§ **EXTRACT PROVIDED**:

[Start of Attachment]

We get far too much of our information about fascism from the daily reports of its dramatics — its marching black or brown shirts, its saluting legions, its posturing leaders, its violent techniques for obtaining power, its persecution of Jews, its suppression of free speech, and, finally, its inevitable adventures in the dark field of imperialism. These are the products of regimes that are built on violence, and violence is the essential weapon of every kind of dictatorship, whether it be the dictatorship of the royal Louis XIV or the proletarian Joseph Stalin. It is violence and force that create the incidents and episodes that make the material of news. There are other weapons and instruments of policy in the arsenal of the fascist besides the castor-oil bottle, the torch, and the sword. What we must seek are those other instruments that distinguish the fascist dictatorship from all other dictatorships. What we must understand is that these fascist dictators are popular dictators, by which I mean dictators who, though by no means loved by the people, nevertheless hold their power through them. They are demagogic dictators as distinguished from purely military dictators. The regime includes a group of social and economic ingredients without which the dictatorships could never have been established and without which they could not have lasted so long.
There is a whole library of pamphlets, books, and orations produced to prove that fascism was caused by the Treaty of Versailles or by the greed or stupidity of Britain and France, or by the ingrown wickedness of the German or the supine flabbiness of the Italian, by anti-Semitism or munitions profiteers, by the conspiracies of business magnates or the rising hatred of the free world of the scholar. Yet fascism grew up in Italy without any push from anti-Semitism and it flourished there before it did in Germany, which is supposed to be the peculiar victim of Versailles. It has made its appearance in Greece and the Slavic Balkans as well as in "Nordic" Germany and Latin Italy and in Portugal where there were no munitions magnates to stir the broth.

[End of Attachment]

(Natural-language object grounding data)
[Start of Attachment]

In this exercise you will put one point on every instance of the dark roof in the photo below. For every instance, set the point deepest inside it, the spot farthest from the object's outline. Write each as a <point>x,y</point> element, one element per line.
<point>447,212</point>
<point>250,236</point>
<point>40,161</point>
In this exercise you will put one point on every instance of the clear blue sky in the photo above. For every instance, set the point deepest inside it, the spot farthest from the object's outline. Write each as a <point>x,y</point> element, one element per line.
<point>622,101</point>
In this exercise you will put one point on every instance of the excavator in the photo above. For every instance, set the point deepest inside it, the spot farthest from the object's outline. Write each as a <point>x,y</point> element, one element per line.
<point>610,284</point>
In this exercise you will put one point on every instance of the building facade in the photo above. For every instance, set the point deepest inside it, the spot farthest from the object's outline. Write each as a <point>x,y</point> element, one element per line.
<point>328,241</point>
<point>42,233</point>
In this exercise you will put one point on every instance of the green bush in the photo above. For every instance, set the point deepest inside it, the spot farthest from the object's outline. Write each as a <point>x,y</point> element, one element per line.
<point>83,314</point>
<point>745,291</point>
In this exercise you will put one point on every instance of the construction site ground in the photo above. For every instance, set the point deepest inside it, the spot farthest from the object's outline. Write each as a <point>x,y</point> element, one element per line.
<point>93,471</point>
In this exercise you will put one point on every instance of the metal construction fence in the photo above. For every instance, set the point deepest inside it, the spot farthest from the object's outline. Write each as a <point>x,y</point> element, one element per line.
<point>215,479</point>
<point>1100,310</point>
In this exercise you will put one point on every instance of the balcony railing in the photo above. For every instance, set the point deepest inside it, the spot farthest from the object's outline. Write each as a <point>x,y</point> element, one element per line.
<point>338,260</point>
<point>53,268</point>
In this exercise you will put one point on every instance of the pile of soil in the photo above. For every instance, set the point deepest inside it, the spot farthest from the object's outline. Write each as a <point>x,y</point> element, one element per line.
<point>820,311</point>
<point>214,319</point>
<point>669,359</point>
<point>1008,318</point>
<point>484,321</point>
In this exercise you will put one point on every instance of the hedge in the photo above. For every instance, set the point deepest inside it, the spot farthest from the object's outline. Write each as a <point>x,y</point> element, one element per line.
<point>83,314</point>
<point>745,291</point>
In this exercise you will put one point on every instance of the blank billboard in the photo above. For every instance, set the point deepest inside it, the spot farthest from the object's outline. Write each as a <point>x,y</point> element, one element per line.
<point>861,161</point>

[End of Attachment]

§ **WHAT YOU WILL DO**:
[1] According to the passage on fascism, what is violence to every kind of dictatorship?
[2] Carry the passage on fascism forward from its final sentence.

§ **WRITTEN RESPONSES**:
[1] Its essential weapon.

[2]
You may hear any day angry discussions of the course of events in Washington. You will hear ardent New Dealers assert that the government is building a great buttress around the crumbling walls of democracy. Others tell you, with equal assurance, that the order being fashioned there is obviously National Socialism, while still others are quite as sure that it is communistic. Certainly it cannot be all these things. It is, I fear, reasonably certain that most of those who damn the present Washington regime look upon it as Red — and take Mr. Dies's revelations of the number of Communist Party members and fellow travelers who have penetrated the bureaus as evidence that we are on our way to bolshevism. The fears of these critics are very much alive, and they grow in virulence. Yet we cannot afford to be in doubt about the real meaning and direction of our policies.
If we have any doubt, therefore, about what fascism is we would do well to resolve them. And the best way to do that is to examine it in the land where it began. If we will look at it in Italy, how it arose, what produced it, and what it in turn created as a system of national life, we cannot possibly be in doubt about what it is. It was in Italy where it was first established, where it reached its full flower and had its longest experience. If we will look at it there we can isolate its essential elements. And when we do this we will perceive that its roots run deep and long through the very structure of that society, that they are roots not indigenous to Italy but are to be found in all Western societies.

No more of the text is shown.